> Istruzioni:
1/ Quanti docenti risultano coinvolti in tutta Italia secondo l'articolo sulla corruzione all'università?
2/ Per favore, modifica il passo dell'articolo sulla corruzione all'università che comincia con "Sono 29 i docenti" e arriva fino a "finanza (foto di repertorio)", riscrivendolo con "assegnista" al posto di "ricercatore".

+++ Testo estratto +++

"Corruzione all'università", arrestati sette professori: "Nessun merito, ognuno ha i suoi"

Sono 29 i docenti coinvolti in tutta Italia. Per 22 scatta l'interdizione dalle attività. Tutto nasce dalle presunte pressioni su un ricercatore. Il rettore Dei: "Notizie come questa feriscono per prima la comunità universitaria"

Militari della guardia di finanza  (foto di repertorio)

Militari della guardia di finanza (foto di repertorio)

+++ Voci fornite +++

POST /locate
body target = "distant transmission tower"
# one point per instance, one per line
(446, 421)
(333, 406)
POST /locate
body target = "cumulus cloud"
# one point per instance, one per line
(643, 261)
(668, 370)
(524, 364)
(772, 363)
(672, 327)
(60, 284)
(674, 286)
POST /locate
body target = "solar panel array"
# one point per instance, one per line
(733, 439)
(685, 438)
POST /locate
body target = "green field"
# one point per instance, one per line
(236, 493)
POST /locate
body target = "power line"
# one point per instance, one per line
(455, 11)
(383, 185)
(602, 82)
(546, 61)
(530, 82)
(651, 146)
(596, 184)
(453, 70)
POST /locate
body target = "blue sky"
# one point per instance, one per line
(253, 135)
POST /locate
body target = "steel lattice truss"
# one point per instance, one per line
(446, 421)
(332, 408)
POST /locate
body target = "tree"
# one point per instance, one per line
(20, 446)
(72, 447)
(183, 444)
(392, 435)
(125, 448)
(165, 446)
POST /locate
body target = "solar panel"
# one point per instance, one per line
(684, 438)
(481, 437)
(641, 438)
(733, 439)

+++

> Risposte:
1/ Sono 29 i docenti coinvolti in tutta Italia.

2/
Sono 29 i docenti coinvolti in tutta Italia. Per 22 scatta l'interdizione dalle attività. Tutto nasce dalle presunte pressioni su un assegnista. Il rettore Dei: "Notizie come questa feriscono per prima la comunità universitaria"

Militari della guardia di finanza  (foto di repertorio)

Militari della guardia di finanza (foto di repertorio)